• [Exercise objective]: For each record below, retype the text exactly and omit any image.

• [Extracted information]:

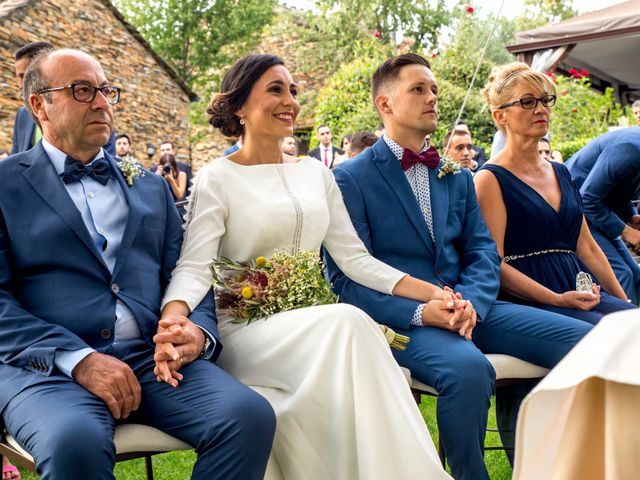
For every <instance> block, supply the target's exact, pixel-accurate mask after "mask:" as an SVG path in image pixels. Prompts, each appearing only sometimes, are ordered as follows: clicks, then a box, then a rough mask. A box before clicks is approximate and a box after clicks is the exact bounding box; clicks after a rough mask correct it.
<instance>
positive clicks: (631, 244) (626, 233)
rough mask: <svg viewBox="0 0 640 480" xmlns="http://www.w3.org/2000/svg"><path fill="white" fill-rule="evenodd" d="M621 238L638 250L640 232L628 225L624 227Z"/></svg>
mask: <svg viewBox="0 0 640 480" xmlns="http://www.w3.org/2000/svg"><path fill="white" fill-rule="evenodd" d="M621 236H622V239H623V240H624V241H625V242H627V243H630V244H631V245H632V246H633V247H634V248H637V247H638V245H639V244H640V231H638V230H636V229H635V228H631V227H630V226H628V225H626V226H625V227H624V230H623V231H622V235H621Z"/></svg>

• [Exercise answer]:
For every <instance> block, supply the target's exact, pixel-accurate mask after "mask:" as an SVG path in image pixels. Prompts, each appearing only sometimes, are ordered as follows: clicks, then a box, then a rough mask. A box before clicks is approximate and a box after clicks is the exact bounding box; clicks after a rough mask correct it.
<instance>
positive clicks: (631, 244) (626, 233)
rough mask: <svg viewBox="0 0 640 480" xmlns="http://www.w3.org/2000/svg"><path fill="white" fill-rule="evenodd" d="M621 238L638 250L640 232L628 225L624 227Z"/></svg>
mask: <svg viewBox="0 0 640 480" xmlns="http://www.w3.org/2000/svg"><path fill="white" fill-rule="evenodd" d="M621 236H622V239H623V240H624V241H625V242H627V243H630V244H631V245H632V246H633V247H634V248H637V247H638V245H639V244H640V231H638V230H636V229H635V228H631V227H630V226H628V225H626V226H625V227H624V230H623V231H622V235H621Z"/></svg>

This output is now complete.